■ Text section
<<<<
Chris has published on various aspects of the Chagossians’ legal challenges in Judicial Review and European Human Rights Law Review and contributed a chapter to Dissenting Judgments in the Law (Wildy, Simmonds and Hill, 2012). In 2015, Chris convened a conference, The Chagos Litigation: A Socio-Legal Dialogue, at the University of Greenwich, which brought together legal academics from across the globe, former civil servants and members of the diplomatic service. Professor Philippe Sands QC delivered the keynote address.
Previous research projects:
Fraud and Criminalisation: with particular reference to School Application Forms
Between 2009-2018 Chris researched and wrote on the use of the Fraud Act 2006 (and now also the Forgery and Counterfeiting Act 1981) by local authorities in England to bring prosecutions against parents who provide ‘false’ information on their child’s school application form. In January 2017, Chris co-organised a workshop, The Fraud Act 2006: Ten Years On that explored the impact of the Act. The workshop proceedings have been published as an edited collection: Financial Crime and Corporate Misconduct: A Critical Evaluation of Fraud Legislation (Routledge, 2018). Chris has published on this topic in the Criminal Law Review, Journal of Criminal Law and Criminal Law and Justice Weekly.
>>>>
■ The data
<<<<
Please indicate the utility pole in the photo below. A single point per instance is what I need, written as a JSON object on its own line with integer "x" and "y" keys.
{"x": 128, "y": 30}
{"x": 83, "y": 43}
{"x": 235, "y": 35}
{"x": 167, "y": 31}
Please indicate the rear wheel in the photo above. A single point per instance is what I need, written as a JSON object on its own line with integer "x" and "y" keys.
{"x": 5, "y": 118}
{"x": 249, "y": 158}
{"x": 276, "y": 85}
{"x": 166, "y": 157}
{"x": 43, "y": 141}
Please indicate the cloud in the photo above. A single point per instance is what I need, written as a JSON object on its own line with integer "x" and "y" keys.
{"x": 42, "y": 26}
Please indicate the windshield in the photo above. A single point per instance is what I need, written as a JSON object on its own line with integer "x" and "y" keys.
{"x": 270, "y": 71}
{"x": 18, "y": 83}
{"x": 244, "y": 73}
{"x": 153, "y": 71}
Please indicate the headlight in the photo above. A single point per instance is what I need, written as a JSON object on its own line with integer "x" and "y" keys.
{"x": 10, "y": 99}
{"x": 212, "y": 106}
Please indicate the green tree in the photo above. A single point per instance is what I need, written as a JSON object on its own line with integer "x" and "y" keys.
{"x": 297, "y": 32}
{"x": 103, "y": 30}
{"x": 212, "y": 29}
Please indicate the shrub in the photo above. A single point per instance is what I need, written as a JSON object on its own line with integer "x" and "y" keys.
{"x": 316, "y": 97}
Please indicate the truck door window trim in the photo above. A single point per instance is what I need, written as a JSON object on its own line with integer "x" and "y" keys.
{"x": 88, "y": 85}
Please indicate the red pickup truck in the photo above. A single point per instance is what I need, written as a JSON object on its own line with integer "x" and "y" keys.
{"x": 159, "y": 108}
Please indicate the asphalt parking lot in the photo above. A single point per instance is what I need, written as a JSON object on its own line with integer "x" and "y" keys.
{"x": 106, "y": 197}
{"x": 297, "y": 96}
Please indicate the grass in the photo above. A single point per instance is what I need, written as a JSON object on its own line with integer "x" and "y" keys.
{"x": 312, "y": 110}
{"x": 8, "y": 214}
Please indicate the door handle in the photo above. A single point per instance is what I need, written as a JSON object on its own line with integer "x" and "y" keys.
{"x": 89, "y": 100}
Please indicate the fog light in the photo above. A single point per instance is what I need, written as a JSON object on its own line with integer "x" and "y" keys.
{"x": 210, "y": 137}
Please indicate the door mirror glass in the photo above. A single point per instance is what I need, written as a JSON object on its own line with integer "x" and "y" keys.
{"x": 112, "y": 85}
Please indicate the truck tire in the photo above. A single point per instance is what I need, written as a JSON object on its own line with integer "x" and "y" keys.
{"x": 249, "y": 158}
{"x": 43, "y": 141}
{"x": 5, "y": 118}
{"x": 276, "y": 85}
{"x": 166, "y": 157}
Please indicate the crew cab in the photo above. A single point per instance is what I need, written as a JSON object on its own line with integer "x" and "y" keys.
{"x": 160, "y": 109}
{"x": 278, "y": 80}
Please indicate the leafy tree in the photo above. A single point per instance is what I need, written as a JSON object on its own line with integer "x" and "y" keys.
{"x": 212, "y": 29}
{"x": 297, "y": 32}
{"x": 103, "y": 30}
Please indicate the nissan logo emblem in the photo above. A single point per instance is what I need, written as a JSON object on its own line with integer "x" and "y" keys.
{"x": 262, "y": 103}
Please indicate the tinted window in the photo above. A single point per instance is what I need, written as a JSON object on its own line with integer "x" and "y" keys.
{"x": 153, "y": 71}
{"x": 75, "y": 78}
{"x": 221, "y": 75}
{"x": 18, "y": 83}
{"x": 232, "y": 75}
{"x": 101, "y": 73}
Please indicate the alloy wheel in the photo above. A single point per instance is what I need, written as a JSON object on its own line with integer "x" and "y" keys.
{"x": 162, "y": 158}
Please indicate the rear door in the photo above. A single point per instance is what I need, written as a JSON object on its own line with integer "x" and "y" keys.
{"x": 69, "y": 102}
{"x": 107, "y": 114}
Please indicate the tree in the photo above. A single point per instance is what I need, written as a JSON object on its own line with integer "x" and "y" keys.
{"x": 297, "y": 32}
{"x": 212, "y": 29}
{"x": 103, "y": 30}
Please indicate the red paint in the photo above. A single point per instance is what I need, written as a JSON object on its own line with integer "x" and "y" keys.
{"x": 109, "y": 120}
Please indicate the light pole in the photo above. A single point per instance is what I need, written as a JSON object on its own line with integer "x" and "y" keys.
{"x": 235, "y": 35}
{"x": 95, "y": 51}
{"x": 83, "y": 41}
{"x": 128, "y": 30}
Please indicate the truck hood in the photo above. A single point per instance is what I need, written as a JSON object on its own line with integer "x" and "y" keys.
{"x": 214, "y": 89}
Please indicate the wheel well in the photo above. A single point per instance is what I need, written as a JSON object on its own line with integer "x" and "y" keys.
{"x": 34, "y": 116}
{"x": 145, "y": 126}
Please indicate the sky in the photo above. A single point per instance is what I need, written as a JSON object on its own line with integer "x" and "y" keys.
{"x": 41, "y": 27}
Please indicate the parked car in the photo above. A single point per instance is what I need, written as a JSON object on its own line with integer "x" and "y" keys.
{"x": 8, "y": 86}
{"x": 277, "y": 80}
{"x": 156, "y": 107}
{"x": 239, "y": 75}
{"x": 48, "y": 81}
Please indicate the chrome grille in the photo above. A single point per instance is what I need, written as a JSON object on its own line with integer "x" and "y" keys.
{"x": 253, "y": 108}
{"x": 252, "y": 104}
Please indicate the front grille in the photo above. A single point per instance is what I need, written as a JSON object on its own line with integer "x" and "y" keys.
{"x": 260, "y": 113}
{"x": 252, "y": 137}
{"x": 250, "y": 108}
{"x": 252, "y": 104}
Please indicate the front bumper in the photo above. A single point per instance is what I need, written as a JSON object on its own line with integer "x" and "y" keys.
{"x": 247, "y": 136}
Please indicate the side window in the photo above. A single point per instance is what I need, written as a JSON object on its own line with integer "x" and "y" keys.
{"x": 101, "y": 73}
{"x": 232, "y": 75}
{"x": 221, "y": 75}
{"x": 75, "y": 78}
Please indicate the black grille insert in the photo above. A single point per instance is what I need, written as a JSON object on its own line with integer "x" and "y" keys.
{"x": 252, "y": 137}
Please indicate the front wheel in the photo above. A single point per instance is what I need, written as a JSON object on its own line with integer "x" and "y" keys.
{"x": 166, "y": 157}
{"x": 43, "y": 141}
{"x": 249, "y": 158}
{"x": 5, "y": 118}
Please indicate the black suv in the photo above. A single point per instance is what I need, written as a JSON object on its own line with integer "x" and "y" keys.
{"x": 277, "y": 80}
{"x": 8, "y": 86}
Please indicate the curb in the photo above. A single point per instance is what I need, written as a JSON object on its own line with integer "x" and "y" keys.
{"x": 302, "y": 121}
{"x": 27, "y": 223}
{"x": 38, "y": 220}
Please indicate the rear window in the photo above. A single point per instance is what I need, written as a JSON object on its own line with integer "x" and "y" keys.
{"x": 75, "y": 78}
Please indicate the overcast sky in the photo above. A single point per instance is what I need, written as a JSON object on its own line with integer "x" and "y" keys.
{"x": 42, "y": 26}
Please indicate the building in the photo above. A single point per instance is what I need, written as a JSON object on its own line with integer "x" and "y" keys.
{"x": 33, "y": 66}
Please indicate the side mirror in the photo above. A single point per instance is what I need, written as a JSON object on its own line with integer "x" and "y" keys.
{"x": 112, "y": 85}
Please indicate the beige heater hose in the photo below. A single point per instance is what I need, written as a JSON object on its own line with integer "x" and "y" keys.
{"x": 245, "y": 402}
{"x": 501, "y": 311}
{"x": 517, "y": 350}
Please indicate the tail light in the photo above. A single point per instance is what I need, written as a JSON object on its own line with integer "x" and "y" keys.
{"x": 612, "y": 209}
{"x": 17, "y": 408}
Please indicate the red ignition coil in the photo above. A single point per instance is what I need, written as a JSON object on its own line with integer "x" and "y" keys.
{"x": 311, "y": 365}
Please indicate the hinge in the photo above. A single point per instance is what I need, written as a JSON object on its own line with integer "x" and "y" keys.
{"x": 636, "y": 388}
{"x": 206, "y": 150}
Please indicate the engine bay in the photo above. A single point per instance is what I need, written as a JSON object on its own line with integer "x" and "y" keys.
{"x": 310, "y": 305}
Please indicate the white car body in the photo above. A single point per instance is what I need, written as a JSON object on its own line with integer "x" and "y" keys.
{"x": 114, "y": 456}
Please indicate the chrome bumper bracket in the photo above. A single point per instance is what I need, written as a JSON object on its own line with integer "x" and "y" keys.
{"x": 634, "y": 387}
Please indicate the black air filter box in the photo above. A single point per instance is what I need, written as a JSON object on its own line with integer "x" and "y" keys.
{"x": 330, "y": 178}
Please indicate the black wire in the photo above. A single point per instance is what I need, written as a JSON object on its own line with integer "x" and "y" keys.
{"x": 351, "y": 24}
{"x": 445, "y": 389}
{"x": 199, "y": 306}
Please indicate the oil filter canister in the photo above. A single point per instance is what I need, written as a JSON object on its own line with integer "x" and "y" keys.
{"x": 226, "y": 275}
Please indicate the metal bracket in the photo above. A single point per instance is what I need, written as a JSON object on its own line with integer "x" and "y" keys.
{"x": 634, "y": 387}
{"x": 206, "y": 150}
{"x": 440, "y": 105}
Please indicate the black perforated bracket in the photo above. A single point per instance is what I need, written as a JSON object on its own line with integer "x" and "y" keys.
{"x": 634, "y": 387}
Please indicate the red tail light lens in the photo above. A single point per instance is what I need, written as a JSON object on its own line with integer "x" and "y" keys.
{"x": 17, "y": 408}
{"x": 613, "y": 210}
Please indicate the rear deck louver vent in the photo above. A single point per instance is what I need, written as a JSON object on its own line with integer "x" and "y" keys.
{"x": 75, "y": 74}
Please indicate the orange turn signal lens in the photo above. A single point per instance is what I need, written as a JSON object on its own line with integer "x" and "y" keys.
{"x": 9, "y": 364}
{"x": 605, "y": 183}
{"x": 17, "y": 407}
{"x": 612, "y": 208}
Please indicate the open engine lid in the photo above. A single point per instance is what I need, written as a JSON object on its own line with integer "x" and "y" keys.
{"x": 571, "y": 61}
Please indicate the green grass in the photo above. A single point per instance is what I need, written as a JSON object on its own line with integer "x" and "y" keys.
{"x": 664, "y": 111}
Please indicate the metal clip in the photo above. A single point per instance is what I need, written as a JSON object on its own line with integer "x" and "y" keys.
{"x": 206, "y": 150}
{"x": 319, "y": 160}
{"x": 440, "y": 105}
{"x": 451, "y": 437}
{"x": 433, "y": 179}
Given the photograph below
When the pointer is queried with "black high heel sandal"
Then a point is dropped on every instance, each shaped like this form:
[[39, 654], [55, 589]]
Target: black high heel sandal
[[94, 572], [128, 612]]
>>>>
<<<<
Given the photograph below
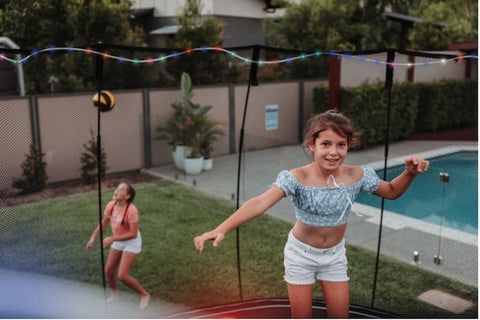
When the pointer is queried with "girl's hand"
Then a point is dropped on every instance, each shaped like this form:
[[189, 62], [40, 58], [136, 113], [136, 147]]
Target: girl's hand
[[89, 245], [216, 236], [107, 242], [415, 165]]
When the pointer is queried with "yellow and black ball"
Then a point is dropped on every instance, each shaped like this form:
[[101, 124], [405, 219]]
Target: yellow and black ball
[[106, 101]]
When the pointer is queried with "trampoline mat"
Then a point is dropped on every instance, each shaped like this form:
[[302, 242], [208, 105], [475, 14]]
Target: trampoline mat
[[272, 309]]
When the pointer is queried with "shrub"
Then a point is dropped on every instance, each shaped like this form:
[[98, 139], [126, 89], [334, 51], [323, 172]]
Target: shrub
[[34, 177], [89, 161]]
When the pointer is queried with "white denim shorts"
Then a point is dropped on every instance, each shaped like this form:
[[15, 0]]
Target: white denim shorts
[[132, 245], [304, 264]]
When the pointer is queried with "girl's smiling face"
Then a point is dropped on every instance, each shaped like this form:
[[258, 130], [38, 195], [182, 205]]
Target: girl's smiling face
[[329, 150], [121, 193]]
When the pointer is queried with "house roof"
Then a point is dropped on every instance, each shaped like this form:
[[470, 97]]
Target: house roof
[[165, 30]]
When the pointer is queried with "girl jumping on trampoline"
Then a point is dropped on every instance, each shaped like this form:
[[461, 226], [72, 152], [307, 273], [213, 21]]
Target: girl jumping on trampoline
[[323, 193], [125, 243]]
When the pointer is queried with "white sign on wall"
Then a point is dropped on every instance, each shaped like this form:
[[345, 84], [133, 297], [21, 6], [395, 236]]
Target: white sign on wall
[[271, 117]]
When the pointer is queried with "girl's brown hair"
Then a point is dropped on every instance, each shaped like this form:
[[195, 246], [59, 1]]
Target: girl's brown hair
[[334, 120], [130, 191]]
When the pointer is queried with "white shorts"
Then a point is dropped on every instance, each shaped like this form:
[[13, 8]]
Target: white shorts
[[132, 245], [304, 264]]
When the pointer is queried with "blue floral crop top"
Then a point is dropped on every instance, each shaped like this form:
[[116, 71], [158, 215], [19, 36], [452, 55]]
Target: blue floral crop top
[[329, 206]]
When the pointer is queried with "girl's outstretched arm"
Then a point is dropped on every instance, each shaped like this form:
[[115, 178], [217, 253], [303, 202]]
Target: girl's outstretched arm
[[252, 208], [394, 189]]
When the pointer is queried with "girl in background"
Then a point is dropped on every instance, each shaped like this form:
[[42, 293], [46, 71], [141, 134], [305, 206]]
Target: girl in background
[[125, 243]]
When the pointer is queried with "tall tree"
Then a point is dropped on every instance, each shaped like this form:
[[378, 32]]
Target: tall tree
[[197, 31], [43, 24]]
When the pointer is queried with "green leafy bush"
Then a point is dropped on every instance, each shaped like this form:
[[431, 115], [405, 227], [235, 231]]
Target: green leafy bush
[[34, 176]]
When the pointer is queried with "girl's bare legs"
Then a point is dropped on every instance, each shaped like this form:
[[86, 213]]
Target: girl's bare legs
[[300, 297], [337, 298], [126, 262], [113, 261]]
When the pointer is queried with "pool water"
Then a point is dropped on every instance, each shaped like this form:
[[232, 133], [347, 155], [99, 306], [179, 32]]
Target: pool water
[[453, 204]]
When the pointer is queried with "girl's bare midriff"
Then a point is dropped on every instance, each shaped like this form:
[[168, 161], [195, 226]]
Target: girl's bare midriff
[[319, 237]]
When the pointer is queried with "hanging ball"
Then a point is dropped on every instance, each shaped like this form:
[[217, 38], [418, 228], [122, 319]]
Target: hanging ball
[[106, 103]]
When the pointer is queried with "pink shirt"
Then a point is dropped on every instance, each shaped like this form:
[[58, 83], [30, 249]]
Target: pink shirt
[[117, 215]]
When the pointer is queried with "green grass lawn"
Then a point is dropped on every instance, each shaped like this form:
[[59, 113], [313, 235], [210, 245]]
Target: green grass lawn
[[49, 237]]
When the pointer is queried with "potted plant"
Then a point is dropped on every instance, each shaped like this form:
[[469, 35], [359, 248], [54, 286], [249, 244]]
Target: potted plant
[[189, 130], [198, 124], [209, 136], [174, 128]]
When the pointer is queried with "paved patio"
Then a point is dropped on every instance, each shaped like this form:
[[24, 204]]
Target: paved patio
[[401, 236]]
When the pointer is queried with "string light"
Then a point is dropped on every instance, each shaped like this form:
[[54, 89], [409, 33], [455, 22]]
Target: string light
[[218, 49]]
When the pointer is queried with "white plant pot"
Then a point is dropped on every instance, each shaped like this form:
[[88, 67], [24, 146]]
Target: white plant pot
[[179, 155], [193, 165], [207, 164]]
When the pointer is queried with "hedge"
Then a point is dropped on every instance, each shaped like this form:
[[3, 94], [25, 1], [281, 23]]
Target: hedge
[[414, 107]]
>>>>
■ Prompt A
In the text on Chris's research, who gave the keynote address at the 2015 conference at the University of Greenwich?
■ Prompt B
Write the next part of the text on Chris's research, picking up after its last sentence.

■ Exercise response A
Professor Philippe Sands QC

■ Exercise response B
Chris is the Course Leader for the LLM (Professional Practice) and Deputy Course Leader for the LLB Programme, the First Year Tutor and the School of Law’s Research Lead. He is currently leading the development of the new LLM in Legal Practice course.
He is the module leader for Public Law, Human Rights Law, Commercial Law and the Law Project (Dissertation) on the LLB. He is the module leader for the Dissertation and Legal Research Methods on the LLM.
Chris is Deputy Chair of the College of Arts, Humanities and Education Research Ethics Panel and a member of the university’s Research, Integrity & Governance Committee. He is also the convenor of the School of Law’s Research Seminar Series.
He is also the Director of Constitutions, Rights and Justice Special Interest Group at the University of Worcester.
Chris co-led the Women’s Legal History project (2016-2020) with Professor Sarah Greer which enables law students to proactively engage with the significance of the Sex Disqualification (Removal) Act 1919.
He has been a member of the Research Committee for the School of Humanities.
Chris is an external examiner at the University of Wolverhampton. He has been an external examiner at Birmingham City University and a critical reviewer for the Open University. He has undertaken external consultancy work for King’s College London as part of the creation of a new postgraduate master’s programme. Chris has also acted as an external for the validation of degree programmes for Birmingham City University and the University of Greenwich.
He is the co-editor of the book series Routledge Frontiers in Accountability Studies, the other co-editors being Professor Matthew Flinders, Dr Ellen Rock and Professor Thomas Schillemans.
He is also the Communications Officer for the PSA Parliaments Specialist Group.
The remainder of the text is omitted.